_Challenges:_
1) What three values can the quality of a process parameter take, according to the production tracking text?
2) Locate every line of the entries that contains the string "wing" and copy each one; case counts.

** START Extract to read **

To exchange data between Modular Production and the customer it is necessary that both agree on a common understanding of the product and the production process. Therefore, for identifying the product it is necessary either to use the serial number partInstanceId in case of an individual component or the batch number batch to identify the product batch. The use of a defined bomID is also possible. In order to identify the production step, there are also several possibilities as well. In the case of a commonly known BoP the BoPId and the corresponding processStep can be used. As an alternative it is also possible to refer to a capability to identify a specific process step. For further identification the bomElementId of the bomId is used to refer to the manufactured part, or the serial number of the part if known. Finally, the required process parameters like “temperature”, or “torque” will be selected by a list of process pairs containing the ProcessParameterId and its processParameterSemantic.

The ProvideProductionTrackingData model responses to the request. It contains the results to the list of process pairs of the RequestProductionTrackingData. Besides the version and the optional CatenaXId, it contains in order to match the reply the identifierType and identifierNumber. The actual answer is then in a list containing process parameter values. Each process parameter includes the processParameterName (the name), its semanticId (e.g. semantic identification like ECLASS), a processParameterValue (THE value) and a corresponding quality (enumeration: ok, inexact, noValue) assessing the value.

In the case of the overarching example, the requested process parameter for the box is the maximum torque during the screwing process of the first screw to fasten the lid. This information is provided via the identifierNumber of the type partInstanceId and the processStepId. Following the provided ECLASS semanticId, the definition of the parameter can be inferenced, leading to a shared understand of the provided process parameter value. With a torque of 10, the processParameterQuality indicates that the value is within limits. In a real-world example, the processParameterValueList would most likely contain several process parameters, but for the sake of clarity, only one is provided.

Bill of Process

The BoP data model defines a set of mandatory properties to provide information about the product to be manufactured and enables the common understanding required for production tracking. To exchange the BoP semantic model, all partners must use the same model.

The BillOfProcess entity includes a version property that represents the data model version, a unique identifier for the bill of process, and a name for the product whose manufacturing process is specified. Additionally, a productVersion can be specified to differentiate between different product variants, such as the same product in different colors. The entity also contains a process property that includes a list of all process steps.

** END Extract to read **
** START Given data **

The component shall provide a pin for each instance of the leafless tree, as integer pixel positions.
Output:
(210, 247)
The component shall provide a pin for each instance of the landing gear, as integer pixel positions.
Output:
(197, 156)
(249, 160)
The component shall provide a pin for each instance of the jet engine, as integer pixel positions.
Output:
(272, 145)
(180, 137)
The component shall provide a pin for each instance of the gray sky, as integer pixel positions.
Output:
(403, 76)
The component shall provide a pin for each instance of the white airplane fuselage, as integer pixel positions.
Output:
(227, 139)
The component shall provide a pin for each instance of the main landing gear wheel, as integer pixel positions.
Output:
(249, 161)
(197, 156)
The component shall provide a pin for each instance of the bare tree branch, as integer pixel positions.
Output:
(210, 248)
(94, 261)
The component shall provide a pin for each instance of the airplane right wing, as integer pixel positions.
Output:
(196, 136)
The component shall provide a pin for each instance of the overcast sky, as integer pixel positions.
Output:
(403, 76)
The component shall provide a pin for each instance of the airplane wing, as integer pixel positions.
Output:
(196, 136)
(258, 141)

** END Given data **
** START Given data **

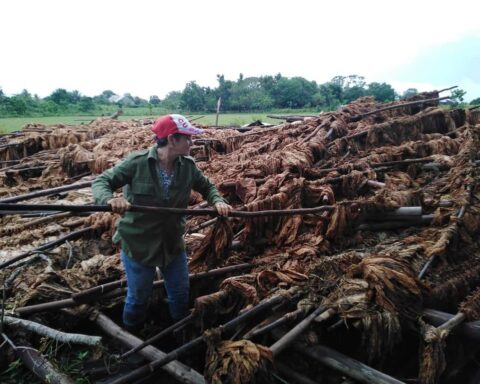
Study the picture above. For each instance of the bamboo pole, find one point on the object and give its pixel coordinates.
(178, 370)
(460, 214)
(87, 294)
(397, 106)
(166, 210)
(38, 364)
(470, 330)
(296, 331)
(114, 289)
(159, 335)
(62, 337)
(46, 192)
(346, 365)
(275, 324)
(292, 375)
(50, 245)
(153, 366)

** END Given data **

_Answers:_
1) ok, inexact and noValue

2)
The component shall provide a pin for each instance of the airplane right wing, as integer pixel positions.
The component shall provide a pin for each instance of the airplane wing, as integer pixel positions.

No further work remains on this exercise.